À FAIRE.
1. D'après le texte sur le mariage, quels objets capables d'intéresser l'esprit et le cœur en dehors de la vie conjugale sont cités ?
2. Dans le texte sur le mariage, remplacez « filles pauvres » par « jeunes femmes sans fortune » en réécrivant le passage qui commence aux mots « Si vous êtes » et s'arrête après « femmes mal mariées. ».

SOURCE.

# # # # # # #

Car, en effet, votre mérite, la culture de votre esprit, l’agrément de votre conversation, joignant leur charme au prestige de votre indifférence, feront trouver à vos parents les gendres qui abonderont d’autant plus qu’ils seront moins désirés.

Que, par le fait des circonstances exceptionnelles, les partis ne viennent cependant pas, il vous reste au moins avec la satisfaction de n’avoir perdu ni votre temps ni vos peines, cette incomparable joie d’une indépendance qui se suffit à elle-même et fait trouver en dehors de la vie conjugale, des objets — bonnes œuvres, études ou voyages — capables d’intéresser l’esprit et le cœur.

Si vous êtes déshéritées de la fortune et que les maris n’accourent toujours pas, vous avez encore, dans les études qui auront charmé vos loisirs, trouvé les moyens de pourvoir à votre propre subsistance.

Car les filles pauvres doivent être pénétrées de cette vérité : On trouve plus de paix, plus de satisfaction, mille fois moins d’amertume à gagner soi-même son pain, qu’à le partager dans une union mal assortie avec un conjoint qu’on ne saurait ni aimer ni estimer. Il n’est pas rare de rencontrer le bonheur au foyer de celle qui travaille pour vivre, tandis que tous les maux inventés par la discorde, joints souvent, à ceux qu’engendre la misère, sont le partage des femmes mal mariées.

# # # # # # #

Entrées d'étiquetage de la position des objets
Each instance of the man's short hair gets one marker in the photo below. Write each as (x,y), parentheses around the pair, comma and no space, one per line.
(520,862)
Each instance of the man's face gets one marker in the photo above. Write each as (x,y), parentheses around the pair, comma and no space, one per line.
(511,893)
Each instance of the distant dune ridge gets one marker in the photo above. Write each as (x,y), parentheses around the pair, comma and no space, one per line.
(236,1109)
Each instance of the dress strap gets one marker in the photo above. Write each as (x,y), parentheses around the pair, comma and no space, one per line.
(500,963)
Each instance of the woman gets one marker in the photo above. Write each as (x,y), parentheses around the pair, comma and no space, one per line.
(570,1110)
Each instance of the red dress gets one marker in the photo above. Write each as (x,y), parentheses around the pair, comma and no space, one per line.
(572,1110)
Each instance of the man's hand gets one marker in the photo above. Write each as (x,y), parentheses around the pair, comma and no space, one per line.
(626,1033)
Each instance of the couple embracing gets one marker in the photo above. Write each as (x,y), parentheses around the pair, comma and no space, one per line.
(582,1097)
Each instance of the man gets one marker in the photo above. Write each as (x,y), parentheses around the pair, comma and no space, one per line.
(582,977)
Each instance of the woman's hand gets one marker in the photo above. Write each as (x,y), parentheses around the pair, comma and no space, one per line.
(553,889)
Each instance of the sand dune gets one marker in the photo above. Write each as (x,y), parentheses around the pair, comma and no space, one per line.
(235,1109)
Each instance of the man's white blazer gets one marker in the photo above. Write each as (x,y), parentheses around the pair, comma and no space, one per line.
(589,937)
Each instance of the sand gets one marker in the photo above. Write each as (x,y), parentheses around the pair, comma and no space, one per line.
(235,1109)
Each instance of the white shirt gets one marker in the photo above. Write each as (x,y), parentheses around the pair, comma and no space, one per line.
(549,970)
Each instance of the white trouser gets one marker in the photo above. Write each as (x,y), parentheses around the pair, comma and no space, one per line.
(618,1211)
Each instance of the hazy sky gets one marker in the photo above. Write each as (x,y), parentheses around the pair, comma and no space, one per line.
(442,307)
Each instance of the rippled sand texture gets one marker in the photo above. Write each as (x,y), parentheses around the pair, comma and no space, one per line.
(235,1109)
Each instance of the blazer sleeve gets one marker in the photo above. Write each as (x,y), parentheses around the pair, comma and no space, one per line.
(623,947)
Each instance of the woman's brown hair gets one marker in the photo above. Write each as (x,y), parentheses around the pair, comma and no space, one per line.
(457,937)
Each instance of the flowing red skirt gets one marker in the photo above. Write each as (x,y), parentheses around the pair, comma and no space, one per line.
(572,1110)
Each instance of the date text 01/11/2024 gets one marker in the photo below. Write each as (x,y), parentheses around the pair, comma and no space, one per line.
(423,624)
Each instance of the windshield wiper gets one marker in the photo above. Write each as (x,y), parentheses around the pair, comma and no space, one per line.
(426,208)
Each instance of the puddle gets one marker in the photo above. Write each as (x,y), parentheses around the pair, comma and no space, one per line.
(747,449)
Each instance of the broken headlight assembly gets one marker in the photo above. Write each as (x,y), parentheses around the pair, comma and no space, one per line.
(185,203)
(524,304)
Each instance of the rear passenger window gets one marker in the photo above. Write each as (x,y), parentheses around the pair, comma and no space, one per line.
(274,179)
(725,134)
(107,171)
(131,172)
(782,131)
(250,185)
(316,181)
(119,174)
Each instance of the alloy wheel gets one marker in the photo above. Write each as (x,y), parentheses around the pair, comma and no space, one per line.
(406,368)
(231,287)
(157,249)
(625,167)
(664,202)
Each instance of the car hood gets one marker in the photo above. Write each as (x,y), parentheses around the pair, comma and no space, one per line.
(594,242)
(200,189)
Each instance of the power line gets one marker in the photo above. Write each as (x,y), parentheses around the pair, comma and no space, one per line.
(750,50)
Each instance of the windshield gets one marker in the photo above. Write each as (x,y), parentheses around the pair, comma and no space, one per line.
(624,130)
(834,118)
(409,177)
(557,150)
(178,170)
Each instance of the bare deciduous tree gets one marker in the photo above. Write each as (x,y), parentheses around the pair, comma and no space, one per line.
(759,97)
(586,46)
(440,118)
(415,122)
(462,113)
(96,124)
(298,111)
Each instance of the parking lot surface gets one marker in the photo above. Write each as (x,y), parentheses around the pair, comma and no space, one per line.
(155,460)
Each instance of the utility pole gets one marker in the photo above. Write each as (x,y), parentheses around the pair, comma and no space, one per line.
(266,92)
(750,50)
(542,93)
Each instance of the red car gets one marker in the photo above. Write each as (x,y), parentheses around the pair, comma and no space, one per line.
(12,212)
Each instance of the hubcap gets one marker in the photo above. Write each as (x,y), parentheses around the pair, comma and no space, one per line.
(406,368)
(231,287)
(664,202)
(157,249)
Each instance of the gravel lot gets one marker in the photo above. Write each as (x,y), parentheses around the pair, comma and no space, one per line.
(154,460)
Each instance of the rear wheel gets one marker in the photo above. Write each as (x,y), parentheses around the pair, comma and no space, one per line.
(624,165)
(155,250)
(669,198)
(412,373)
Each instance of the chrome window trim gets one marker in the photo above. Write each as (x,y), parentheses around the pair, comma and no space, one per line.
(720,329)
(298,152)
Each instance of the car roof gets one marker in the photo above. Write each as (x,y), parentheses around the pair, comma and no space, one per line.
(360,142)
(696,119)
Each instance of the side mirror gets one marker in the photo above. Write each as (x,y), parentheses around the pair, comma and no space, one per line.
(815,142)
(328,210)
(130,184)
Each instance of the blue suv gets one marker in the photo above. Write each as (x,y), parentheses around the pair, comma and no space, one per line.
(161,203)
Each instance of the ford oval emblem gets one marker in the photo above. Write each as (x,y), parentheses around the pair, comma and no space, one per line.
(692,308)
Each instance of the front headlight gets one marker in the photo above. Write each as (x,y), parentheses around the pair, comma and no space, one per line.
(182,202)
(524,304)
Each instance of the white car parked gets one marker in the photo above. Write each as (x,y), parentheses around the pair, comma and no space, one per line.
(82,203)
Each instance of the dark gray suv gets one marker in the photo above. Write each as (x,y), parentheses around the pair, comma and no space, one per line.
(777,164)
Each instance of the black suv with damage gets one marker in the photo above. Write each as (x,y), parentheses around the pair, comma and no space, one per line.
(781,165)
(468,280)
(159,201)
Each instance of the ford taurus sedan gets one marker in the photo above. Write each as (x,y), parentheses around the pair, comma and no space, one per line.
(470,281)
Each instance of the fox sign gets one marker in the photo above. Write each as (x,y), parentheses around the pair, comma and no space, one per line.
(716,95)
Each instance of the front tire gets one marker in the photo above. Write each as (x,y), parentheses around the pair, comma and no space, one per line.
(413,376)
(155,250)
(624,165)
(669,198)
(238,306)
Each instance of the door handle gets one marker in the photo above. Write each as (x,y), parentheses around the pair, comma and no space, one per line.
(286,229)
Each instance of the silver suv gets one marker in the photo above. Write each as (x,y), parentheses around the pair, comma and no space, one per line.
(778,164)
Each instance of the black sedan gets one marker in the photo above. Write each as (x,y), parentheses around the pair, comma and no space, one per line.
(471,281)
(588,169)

# # # # # # #

RÉSULTATS PAR TÂCHE.
1. Les bonnes œuvres, les études ou les voyages.

2.
Si vous êtes déshéritées de la fortune et que les maris n’accourent toujours pas, vous avez encore, dans les études qui auront charmé vos loisirs, trouvé les moyens de pourvoir à votre propre subsistance.

Car les jeunes femmes sans fortune doivent être pénétrées de cette vérité : On trouve plus de paix, plus de satisfaction, mille fois moins d’amertume à gagner soi-même son pain, qu’à le partager dans une union mal assortie avec un conjoint qu’on ne saurait ni aimer ni estimer. Il n’est pas rare de rencontrer le bonheur au foyer de celle qui travaille pour vivre, tandis que tous les maux inventés par la discorde, joints souvent, à ceux qu’engendre la misère, sont le partage des femmes mal mariées.